Requirements>
Print the whole listing exactly.

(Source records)

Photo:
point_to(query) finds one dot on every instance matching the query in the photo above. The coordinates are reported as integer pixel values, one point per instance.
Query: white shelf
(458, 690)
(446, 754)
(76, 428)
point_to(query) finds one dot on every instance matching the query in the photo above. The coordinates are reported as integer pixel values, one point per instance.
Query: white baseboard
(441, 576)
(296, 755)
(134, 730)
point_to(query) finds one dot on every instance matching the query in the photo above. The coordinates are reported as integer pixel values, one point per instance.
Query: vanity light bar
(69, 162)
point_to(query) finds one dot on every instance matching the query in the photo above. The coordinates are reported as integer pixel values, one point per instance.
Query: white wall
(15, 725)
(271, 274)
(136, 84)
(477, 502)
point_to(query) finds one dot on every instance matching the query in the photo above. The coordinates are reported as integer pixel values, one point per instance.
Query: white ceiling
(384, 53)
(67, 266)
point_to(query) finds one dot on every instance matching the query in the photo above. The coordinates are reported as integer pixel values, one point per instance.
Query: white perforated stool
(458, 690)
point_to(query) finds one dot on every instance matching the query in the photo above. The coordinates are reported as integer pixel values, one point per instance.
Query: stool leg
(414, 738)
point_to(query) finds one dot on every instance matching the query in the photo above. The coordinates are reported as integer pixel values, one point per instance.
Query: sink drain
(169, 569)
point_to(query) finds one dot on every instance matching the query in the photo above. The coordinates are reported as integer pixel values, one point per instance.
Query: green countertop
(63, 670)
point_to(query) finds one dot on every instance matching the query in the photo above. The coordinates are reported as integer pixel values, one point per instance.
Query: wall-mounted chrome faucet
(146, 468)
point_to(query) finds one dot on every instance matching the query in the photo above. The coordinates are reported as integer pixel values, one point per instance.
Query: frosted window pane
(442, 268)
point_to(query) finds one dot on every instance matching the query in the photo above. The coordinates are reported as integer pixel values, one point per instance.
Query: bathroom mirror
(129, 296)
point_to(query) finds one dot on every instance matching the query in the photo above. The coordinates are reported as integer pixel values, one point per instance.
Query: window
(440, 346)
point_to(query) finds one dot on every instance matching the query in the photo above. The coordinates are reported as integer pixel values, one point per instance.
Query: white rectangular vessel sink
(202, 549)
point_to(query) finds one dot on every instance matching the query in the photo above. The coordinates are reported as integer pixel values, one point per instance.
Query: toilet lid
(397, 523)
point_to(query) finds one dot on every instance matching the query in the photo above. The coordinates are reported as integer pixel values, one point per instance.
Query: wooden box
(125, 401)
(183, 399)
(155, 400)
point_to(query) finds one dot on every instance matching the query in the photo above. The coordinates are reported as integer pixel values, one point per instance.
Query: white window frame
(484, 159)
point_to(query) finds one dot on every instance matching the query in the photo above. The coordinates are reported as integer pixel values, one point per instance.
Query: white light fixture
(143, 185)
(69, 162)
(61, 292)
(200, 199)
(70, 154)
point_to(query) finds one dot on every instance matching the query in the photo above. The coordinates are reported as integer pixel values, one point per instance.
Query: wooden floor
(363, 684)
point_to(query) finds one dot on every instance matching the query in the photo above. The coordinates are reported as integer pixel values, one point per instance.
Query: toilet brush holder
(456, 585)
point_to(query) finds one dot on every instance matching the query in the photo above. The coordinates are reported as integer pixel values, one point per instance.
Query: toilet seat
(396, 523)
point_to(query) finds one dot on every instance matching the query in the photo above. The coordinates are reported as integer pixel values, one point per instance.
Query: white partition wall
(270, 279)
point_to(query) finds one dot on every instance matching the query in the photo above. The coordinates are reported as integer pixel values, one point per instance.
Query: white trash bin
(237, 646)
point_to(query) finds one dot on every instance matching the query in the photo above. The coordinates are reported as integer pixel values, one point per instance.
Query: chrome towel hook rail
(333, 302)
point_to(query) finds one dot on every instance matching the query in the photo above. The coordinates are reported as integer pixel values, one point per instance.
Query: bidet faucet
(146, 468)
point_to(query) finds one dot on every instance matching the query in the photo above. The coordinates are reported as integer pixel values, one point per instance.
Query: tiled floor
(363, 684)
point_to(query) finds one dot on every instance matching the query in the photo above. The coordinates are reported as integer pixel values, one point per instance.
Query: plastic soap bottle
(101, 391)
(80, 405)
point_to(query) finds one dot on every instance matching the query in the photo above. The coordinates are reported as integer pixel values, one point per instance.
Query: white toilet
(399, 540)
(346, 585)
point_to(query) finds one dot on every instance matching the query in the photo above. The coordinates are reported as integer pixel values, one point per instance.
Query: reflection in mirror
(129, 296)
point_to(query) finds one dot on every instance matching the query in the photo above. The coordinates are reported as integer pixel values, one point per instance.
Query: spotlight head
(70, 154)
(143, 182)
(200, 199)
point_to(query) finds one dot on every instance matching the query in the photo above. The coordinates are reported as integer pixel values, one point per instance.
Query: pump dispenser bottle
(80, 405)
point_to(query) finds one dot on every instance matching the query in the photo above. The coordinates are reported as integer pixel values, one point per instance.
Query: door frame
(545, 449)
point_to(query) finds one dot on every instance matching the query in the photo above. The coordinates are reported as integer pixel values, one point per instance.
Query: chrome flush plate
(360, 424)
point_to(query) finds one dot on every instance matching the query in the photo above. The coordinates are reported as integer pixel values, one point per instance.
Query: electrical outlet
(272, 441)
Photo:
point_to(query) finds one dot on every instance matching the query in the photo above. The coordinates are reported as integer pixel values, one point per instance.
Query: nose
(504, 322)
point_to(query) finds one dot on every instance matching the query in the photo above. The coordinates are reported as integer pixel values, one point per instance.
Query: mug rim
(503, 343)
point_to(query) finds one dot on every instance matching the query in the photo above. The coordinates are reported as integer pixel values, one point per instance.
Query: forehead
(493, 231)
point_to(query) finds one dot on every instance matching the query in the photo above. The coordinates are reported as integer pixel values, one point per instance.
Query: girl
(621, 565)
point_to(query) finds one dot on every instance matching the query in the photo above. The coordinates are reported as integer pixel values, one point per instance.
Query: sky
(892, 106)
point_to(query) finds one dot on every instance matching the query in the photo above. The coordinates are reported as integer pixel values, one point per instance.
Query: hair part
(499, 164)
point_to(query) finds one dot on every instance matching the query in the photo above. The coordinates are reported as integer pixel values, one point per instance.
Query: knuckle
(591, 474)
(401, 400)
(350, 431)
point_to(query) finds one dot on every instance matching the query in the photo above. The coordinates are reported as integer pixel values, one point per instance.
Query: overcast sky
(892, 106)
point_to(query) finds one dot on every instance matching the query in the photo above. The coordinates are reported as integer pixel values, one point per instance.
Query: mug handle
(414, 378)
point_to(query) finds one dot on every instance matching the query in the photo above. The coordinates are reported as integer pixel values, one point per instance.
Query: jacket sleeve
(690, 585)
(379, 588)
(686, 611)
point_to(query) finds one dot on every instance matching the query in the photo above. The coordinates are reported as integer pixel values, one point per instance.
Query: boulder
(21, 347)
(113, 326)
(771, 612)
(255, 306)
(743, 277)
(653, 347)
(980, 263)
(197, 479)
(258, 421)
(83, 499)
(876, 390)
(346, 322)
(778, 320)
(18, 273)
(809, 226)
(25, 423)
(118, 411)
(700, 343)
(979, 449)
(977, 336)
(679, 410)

Solution for this task>
Photo:
point_to(query) finds one dot on every instance matching the query in the photo above. The coordinates are reported as integer pixel values, one point per instance.
Query: white shelf
(458, 690)
(446, 754)
(76, 428)
point_to(query) finds one dot on every instance matching the query in the photo above. The coordinates are reported as integer pixel values, one point per instance.
Query: white baseboard
(441, 576)
(296, 755)
(134, 730)
point_to(query) finds one dot on every instance matching the query in the photo above. The coordinates are reported as integer pixel values, one point per instance.
Query: vanity light bar
(69, 162)
point_to(query) finds one dot on every instance matching the query in the photo above. The coordinates are reported as integer pixel values, one point per instance.
Query: white wall
(15, 725)
(271, 274)
(136, 84)
(477, 502)
point_to(query) finds one dot on every instance matching the query in the photo above. The coordinates are reported as integer pixel values, one point per instance.
Query: white ceiling
(384, 53)
(67, 266)
point_to(query) finds one dot on every instance matching the query in the photo above. The coordinates are reported as integer pixel values, one point per instance.
Query: white perforated stool
(458, 690)
point_to(query) finds one dot on every instance matching the query in the photo above. The coordinates are reported as integer pixel values, one point per instance.
Query: stool leg
(414, 738)
point_to(query) finds one dot on every instance matching the query in the photo above. The coordinates are reported as integer pixel values, one point per instance.
Query: sink drain
(169, 569)
point_to(query) finds one dot on every instance matching the query in the photo above. The coordinates are reported as integer pixel values, one point per instance.
Query: green countertop
(63, 670)
point_to(query) finds one dot on every instance matching the query in the photo above. The coordinates are reported as integer pixel values, one point per instance.
Query: wall-mounted chrome faucet
(146, 468)
point_to(query) finds one dot on every instance matching the query in the photo above. The coordinates are reported as integer pixel values, one point per instance.
Query: frosted window pane
(442, 268)
point_to(query) finds one dot on every instance matching the query in the photo above. The coordinates are reported as integer pixel values, one point per instance.
Query: bathroom mirror
(129, 296)
point_to(query) finds one dot on every instance matching the query in the photo above. The coordinates are reported as integer pixel values, one point per instance.
Query: window
(440, 346)
point_to(query) finds one dot on every instance matching the query in the photo above. The coordinates are reported as integer pixel values, one point per instance.
Query: white rectangular vessel sink
(202, 549)
point_to(query) finds one dot on every instance matching the query in the photo above. The coordinates are reported as integer pixel values, one point per instance.
Query: toilet lid
(397, 523)
point_to(query) finds one dot on every instance matching the query in the photo above. The coordinates are reported as integer pixel values, one point per instance.
Query: wooden box
(125, 401)
(183, 399)
(155, 400)
point_to(query) finds one dot on every instance matching the query in the photo above. The coordinates are reported as integer pixel values, one point per instance.
Query: white window frame
(484, 159)
point_to(query) finds one dot on every instance matching the query in the photo above. The coordinates are reported as integer pixel values, one point per instance.
Query: white light fixture
(143, 185)
(69, 162)
(61, 292)
(200, 199)
(70, 154)
point_to(query) finds one dot on every instance matching the query in the photo above. The coordinates are reported as integer pixel values, one point per instance.
Query: wooden floor
(363, 684)
point_to(query) finds one dot on every instance matching the query in the photo above. The coordinates are reported as integer pixel values, one point per instance.
Query: toilet brush holder
(456, 585)
point_to(query) finds one dot on every instance matching the query in the photo above. The coordinates are reported as integer pixel values, one point per instance.
Query: toilet seat
(396, 523)
point_to(query) finds one dot on every instance matching the query in the photo above. The coordinates are reported as integer pixel values, one point per instance.
Query: white partition wall
(270, 279)
point_to(query) finds one dot on every instance matching the query in the photo above. The coordinates are reported as integer pixel values, one point per instance.
Query: white trash bin
(237, 646)
point_to(query) finds one dot on every instance matching the query in the photo above. The coordinates are reported as integer pixel values, one point per instance.
Query: chrome towel hook rail
(333, 302)
point_to(query) finds one dot on every instance matching the query in the photo above. The coordinates are reported as integer pixel values, one point per instance.
Query: bidet faucet
(146, 468)
point_to(query) finds one dot on every instance matching the query in the photo above. The coordinates are reported as integer pixel values, one point per instance.
Query: tiled floor
(363, 684)
point_to(query) finds one dot on every instance matching the query in the photo above. The coordinates are reported as integer pixel values, one point per instance.
Query: plastic soap bottle
(101, 391)
(80, 405)
point_to(query) finds one dot on every instance matching the query in the photo above. The coordinates are reported as integer pixel values, one point per instance.
Query: white toilet
(399, 540)
(346, 585)
point_to(query) finds one dot on every instance matching the query in the photo above. The coordinates are reported as integer pixel values, one point per instance.
Query: reflection in mirror
(129, 296)
point_to(query) finds one dot on every instance matching the query in the photo above. The coordinates are reported as integer pixel values, one point per instance.
Query: spotlight head
(70, 154)
(143, 182)
(200, 199)
point_to(query) finds one dot on every instance matching the query in the photo above. The coordinates are reported as integer pixel values, one point per instance.
Query: pump dispenser bottle
(80, 405)
point_to(query) finds one dot on every instance matching the query in the photo above. The coordinates are reported as integer pixel values, one point per instance.
Query: door frame
(545, 449)
point_to(query) finds one dot on every instance matching the query in the photo above. The coordinates are reported as integer pixel values, one point per instance.
Query: chrome flush plate
(360, 424)
point_to(query) finds one dot on every instance matching the query in the photo above. The coordinates are reported as integer pixel values, one point per instance.
Query: electrical outlet
(272, 441)
Photo:
point_to(query) finds one dot on every instance matching the query in the photo above. The coordinates are reported as integer pixel values, one point per instance.
Query: nose
(504, 322)
point_to(query) finds one dot on every instance matching the query in the photo above. The coordinates are reported as integer pixel values, one point per instance.
Query: mug rim
(503, 343)
point_to(query) finds one dot on every instance matching the query in the photo above. The coordinates are reported as integer pixel values, one point per instance.
Query: forehead
(493, 231)
point_to(query) finds one dot on every instance matching the query in the photo above. The coordinates are reported as integer pixel values, one point per instance.
Query: girl
(621, 565)
point_to(query) finds one dot on every instance matching the query in the photo above. The coordinates are reported as integer pixel values, one point per instance.
Query: sky
(892, 106)
point_to(query) finds one dot on every instance matching the query in the photo above. The coordinates are reported as integer pixel values, one point per instance.
Query: hair part
(499, 164)
point_to(query) finds one dot on every instance matching the query in the photo above. The coordinates are reported as integer pixel values, one point per instance.
Query: knuckle
(591, 474)
(401, 400)
(350, 431)
point_to(query) finds one dot on every instance matching the query in the photo above. The coordinates are reported as integer pixel values, one point per instance.
Query: overcast sky
(892, 106)
point_to(query) finds one dot on every instance matching the query in the photo above. The coordinates are reported as integer pixel values, one point per instance.
Query: mug handle
(414, 378)
point_to(query) finds one dot on every instance matching the query in the photo above. The coordinates are reported as integer pixel values, one point per instance.
Query: jacket sleeve
(690, 585)
(379, 588)
(686, 611)
point_to(query) finds one dot on every instance matching the query in the photo above. The coordinates are reported as integer pixel values, one point per instance.
Query: boulder
(21, 347)
(113, 326)
(771, 612)
(255, 306)
(743, 277)
(653, 347)
(980, 263)
(197, 479)
(258, 421)
(83, 499)
(876, 390)
(346, 322)
(778, 320)
(18, 273)
(809, 226)
(25, 423)
(118, 411)
(700, 343)
(979, 449)
(977, 336)
(679, 410)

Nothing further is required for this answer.